▶ What you have to do
Answer these about the blog post on assessments and programming skills:
1. For how long has the writer been interacting with Computer Science & IT students?
2. In which programming language must the program for the digit-sum problem be written?
3. Which two values is the program required to display?

Wednesday, November 11, 2009

How the Nature of Assessments Influence What Competencies You Develop in Programming…

During the last two years, I have interacted with a good number of students of Computer Science & IT from various universities in India. These students are not from the top ones like the IITs, BITS, Pilani, the NITs. Several students exhibit just rudimentary competencies in programming even after having completed the course at college and even obtaining fairly good marks or grades. One of the simple problems that I ask them to solve is this:
The problem involves taking a positive integer as input from the user, and computing the sum of the individual digits of the input integer. If the result is not a single digit integer, the process of summing up the individual digits of the number continues till it reduces to a single digit number. The input integer and the reduced single digit integer are to be displayed. Write a computer program using the C programming language that performs these tasks.

In my opinion, it is a fairly simple problem. I have found a fairly large number of students who struggle to solve even this problem. Yet, they appear to have passed the course at college and have secured good marks/grades. Where does this disconnect stem from?

▶ Material provided
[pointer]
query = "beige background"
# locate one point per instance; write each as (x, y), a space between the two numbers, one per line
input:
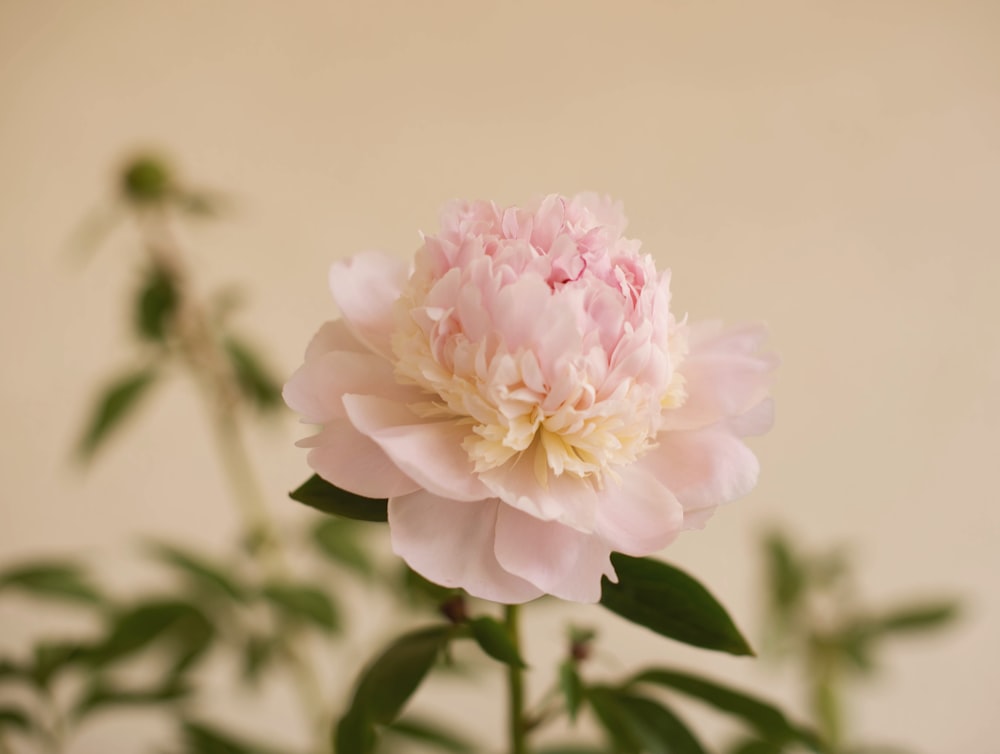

▶ Problem solution
1. During the last two years.
2. C.
3. The input integer and the reduced single digit integer.